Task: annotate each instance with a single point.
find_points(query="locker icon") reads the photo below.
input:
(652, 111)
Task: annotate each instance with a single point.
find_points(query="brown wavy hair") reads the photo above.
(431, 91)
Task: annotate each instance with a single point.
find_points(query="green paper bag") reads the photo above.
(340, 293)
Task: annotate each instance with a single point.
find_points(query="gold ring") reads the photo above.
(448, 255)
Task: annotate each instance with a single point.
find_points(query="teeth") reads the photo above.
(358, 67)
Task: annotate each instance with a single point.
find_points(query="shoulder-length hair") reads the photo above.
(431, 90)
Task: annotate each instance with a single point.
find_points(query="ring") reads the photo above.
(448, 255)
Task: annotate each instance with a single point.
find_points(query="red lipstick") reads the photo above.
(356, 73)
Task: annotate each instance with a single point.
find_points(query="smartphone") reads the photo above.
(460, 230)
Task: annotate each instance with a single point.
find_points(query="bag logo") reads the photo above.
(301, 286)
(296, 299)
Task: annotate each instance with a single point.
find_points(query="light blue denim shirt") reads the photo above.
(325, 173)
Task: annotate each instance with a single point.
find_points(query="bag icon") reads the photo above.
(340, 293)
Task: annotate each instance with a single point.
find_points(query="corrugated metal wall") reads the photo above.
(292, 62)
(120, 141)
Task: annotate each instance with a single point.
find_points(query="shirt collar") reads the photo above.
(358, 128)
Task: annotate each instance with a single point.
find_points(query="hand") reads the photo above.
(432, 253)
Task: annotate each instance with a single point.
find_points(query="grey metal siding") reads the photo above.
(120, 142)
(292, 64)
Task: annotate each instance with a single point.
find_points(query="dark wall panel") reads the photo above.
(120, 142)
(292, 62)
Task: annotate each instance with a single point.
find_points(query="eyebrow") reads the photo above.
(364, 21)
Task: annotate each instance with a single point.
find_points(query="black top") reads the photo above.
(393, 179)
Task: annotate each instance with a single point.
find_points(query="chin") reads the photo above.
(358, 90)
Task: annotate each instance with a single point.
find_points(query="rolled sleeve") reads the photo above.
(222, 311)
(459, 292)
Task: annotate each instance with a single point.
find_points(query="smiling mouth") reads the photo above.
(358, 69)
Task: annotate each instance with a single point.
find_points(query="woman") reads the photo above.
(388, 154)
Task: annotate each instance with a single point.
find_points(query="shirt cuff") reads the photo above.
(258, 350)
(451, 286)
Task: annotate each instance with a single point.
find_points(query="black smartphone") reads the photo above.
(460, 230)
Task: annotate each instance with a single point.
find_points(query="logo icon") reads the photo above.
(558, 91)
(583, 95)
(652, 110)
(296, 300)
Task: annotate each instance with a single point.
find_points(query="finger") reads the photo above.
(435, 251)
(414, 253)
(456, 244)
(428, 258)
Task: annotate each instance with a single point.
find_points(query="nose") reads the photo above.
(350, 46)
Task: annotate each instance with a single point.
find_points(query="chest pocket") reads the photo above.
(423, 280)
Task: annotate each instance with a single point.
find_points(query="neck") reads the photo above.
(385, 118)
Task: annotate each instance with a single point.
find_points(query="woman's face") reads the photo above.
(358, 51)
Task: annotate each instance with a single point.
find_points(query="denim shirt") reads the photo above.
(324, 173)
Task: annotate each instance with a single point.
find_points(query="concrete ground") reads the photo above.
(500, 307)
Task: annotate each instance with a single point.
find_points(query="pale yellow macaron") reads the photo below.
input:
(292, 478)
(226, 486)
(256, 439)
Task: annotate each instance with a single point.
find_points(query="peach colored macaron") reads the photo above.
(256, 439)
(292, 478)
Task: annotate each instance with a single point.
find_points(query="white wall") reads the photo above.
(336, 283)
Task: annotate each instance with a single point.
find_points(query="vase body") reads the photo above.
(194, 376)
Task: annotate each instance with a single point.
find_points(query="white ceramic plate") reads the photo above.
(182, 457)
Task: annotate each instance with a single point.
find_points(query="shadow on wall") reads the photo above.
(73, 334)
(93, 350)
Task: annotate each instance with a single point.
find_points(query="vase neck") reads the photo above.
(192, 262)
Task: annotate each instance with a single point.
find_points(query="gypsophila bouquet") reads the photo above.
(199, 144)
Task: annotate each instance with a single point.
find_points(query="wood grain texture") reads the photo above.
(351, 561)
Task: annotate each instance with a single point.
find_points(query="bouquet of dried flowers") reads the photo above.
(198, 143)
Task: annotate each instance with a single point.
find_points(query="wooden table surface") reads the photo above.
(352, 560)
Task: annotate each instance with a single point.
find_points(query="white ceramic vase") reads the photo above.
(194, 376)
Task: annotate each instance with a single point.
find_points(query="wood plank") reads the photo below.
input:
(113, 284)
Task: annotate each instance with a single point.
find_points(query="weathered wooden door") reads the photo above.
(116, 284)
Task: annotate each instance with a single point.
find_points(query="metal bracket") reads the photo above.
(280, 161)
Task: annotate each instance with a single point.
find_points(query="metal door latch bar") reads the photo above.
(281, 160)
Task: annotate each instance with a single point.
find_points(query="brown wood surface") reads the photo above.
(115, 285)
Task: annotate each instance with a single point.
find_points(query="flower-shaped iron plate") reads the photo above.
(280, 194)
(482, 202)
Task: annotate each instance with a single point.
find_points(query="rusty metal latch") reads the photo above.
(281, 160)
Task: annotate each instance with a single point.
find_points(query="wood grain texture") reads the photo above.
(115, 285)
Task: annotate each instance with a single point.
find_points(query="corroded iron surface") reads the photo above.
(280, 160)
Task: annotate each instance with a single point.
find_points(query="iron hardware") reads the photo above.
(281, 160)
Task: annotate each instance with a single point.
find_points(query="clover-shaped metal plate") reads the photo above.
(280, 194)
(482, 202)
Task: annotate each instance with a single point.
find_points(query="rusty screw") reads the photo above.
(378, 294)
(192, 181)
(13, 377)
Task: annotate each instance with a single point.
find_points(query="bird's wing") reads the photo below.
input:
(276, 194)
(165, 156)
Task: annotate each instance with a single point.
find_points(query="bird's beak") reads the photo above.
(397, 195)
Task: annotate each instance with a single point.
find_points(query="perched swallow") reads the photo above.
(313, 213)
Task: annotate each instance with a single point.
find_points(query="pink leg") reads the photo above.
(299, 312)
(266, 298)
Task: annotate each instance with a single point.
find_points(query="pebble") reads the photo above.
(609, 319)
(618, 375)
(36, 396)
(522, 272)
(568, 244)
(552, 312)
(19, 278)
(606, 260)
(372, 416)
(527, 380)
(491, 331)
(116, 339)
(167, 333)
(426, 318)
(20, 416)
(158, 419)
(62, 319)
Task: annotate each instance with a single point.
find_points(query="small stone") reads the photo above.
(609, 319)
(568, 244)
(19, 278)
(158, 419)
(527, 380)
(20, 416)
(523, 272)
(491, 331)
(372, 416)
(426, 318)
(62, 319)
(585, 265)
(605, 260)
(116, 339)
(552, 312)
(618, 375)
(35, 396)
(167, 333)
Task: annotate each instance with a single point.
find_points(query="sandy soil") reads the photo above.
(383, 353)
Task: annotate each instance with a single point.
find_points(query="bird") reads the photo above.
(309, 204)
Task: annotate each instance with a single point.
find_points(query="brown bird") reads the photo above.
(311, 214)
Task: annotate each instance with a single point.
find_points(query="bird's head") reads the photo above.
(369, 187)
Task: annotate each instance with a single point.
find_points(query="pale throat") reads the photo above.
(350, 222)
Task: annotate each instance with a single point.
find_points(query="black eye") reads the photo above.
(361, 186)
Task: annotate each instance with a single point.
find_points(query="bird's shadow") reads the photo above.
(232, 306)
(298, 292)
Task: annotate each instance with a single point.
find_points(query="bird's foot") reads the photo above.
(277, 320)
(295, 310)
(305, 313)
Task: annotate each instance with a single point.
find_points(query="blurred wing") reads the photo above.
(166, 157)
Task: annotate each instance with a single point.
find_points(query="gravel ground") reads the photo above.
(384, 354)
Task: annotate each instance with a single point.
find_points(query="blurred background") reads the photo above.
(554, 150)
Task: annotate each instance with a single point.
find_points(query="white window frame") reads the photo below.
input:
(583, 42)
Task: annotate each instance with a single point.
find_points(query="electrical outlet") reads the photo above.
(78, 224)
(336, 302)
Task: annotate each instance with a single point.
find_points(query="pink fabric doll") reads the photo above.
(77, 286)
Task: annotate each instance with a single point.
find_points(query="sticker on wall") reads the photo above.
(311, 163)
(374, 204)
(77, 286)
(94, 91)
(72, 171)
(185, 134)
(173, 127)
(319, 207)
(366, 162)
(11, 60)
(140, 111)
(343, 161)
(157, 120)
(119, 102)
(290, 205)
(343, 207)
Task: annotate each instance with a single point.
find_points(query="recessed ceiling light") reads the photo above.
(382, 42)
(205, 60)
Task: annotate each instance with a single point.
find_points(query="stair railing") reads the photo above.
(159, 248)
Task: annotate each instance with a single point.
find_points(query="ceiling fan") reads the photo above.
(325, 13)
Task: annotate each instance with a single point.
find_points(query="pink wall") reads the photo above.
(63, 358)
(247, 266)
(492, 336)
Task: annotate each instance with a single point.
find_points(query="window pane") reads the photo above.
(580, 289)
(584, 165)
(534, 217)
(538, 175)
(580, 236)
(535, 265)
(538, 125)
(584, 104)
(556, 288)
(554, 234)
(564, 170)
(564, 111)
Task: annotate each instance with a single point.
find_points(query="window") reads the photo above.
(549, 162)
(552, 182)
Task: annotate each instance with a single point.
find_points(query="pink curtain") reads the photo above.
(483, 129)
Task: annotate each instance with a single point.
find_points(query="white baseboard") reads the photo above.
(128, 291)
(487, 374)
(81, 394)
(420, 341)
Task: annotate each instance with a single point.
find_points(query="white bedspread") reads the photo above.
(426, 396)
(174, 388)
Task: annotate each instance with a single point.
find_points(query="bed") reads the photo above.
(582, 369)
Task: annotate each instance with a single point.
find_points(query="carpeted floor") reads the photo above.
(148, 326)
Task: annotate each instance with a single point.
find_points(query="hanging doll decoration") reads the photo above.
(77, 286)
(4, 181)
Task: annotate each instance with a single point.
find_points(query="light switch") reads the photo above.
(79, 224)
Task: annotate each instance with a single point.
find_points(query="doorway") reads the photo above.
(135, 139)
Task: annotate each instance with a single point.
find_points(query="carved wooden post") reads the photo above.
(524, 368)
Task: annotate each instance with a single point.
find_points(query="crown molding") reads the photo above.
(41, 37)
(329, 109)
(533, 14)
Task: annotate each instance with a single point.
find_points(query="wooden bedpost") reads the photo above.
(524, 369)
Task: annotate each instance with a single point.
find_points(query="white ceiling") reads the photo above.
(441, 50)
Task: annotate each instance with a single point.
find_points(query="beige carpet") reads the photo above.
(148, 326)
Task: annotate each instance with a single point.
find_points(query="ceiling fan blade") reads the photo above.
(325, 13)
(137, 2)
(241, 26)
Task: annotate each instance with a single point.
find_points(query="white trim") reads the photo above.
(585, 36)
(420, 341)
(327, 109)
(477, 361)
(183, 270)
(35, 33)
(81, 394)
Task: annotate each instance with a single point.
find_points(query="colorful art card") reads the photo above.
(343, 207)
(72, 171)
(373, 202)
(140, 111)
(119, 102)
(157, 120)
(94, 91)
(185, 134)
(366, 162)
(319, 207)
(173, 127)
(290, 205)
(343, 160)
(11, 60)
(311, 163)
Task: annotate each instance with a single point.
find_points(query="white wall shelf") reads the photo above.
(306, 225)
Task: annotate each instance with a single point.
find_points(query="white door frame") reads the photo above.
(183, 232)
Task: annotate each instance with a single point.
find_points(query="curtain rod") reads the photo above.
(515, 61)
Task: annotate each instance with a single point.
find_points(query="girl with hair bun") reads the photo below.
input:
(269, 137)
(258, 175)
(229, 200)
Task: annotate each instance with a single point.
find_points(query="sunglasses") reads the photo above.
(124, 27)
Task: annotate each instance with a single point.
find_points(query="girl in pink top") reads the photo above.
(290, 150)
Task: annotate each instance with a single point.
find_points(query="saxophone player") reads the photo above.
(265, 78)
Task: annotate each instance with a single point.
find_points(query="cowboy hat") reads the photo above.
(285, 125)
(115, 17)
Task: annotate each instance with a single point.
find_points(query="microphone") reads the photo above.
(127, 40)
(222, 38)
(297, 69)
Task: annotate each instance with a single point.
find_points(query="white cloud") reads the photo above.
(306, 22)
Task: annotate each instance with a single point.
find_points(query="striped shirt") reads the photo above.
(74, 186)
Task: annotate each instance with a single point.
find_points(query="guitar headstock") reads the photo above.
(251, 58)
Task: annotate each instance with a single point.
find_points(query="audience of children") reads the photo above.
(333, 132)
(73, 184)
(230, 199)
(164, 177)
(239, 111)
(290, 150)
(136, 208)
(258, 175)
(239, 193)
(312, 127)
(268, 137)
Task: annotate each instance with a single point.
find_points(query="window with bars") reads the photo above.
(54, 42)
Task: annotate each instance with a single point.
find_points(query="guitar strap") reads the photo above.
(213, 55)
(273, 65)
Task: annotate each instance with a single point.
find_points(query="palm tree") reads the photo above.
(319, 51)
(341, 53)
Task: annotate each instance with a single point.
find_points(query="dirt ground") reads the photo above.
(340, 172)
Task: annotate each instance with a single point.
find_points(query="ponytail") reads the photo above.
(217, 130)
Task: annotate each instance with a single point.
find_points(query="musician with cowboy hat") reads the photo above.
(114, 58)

• • • • • • •

Return each line of the material above that contains the word "black".

[The response]
find_points(query="black top") reads the photo above.
find_points(query="black smartphone") reads the photo above.
find_points(query="black eye") reads the photo above.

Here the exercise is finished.